***** Provided data

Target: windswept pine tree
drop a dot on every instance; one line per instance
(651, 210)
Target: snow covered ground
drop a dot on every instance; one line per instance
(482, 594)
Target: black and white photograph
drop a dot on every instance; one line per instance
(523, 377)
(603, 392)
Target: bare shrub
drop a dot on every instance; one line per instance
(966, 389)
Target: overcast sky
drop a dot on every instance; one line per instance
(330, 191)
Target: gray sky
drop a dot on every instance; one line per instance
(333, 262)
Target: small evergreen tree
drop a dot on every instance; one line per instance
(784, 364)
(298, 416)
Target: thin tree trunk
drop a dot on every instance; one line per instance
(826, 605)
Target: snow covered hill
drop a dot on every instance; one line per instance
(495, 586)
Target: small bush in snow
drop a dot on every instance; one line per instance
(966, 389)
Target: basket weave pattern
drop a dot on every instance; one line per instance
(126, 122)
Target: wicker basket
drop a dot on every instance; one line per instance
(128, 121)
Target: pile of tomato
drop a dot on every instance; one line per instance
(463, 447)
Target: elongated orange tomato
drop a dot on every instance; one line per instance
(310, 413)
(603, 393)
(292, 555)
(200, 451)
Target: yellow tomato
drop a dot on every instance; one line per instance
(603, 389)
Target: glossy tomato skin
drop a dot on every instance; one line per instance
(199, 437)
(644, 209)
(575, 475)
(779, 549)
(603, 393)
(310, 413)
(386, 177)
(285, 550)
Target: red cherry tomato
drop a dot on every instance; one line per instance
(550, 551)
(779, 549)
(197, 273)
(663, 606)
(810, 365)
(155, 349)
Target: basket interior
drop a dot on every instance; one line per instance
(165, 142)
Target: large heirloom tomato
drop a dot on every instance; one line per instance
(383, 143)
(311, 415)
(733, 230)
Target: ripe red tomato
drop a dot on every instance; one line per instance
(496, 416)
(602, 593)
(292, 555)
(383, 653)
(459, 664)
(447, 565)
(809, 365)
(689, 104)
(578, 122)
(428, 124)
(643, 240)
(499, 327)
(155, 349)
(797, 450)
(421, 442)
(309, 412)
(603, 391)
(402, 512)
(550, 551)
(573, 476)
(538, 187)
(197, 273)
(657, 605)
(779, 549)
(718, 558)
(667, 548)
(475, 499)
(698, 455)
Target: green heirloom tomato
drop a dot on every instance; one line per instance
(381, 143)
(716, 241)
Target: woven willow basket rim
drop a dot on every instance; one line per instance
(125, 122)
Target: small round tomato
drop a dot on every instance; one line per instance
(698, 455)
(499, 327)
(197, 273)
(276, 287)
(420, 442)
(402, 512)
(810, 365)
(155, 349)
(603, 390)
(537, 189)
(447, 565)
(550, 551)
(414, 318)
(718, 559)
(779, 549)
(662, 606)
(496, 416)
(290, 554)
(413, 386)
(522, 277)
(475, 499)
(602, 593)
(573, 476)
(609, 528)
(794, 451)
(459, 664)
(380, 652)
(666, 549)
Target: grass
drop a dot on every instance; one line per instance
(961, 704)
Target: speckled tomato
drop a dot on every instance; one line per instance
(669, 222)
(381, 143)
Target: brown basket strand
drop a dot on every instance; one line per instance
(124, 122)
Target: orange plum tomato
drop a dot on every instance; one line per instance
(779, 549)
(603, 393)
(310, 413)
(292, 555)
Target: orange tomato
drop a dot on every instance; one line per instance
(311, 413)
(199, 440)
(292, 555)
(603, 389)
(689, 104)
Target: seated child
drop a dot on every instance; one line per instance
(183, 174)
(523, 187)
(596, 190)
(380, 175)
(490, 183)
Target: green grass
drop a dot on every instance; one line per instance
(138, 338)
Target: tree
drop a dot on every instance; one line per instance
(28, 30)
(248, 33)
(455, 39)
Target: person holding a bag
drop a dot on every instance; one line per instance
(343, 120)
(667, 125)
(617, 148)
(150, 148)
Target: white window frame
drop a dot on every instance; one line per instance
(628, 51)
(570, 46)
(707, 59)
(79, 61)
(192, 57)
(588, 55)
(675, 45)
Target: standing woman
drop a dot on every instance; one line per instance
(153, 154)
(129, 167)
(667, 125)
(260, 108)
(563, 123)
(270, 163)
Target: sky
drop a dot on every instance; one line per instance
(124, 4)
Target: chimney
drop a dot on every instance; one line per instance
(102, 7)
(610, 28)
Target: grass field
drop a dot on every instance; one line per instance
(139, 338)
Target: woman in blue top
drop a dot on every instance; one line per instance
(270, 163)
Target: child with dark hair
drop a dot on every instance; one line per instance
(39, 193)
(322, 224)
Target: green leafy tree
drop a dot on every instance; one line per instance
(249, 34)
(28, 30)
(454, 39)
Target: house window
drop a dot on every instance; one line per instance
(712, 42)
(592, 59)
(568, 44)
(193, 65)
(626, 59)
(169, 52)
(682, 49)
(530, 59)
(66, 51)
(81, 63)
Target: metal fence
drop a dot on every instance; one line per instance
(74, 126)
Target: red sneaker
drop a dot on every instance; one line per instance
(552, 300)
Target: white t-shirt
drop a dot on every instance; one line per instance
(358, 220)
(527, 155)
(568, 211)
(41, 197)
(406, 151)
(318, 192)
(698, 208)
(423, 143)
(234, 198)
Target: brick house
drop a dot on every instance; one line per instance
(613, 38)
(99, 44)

**********

Find and copy each line of the data where "child" is present.

Solved exercise
Target: seated child
Target: child with dark hair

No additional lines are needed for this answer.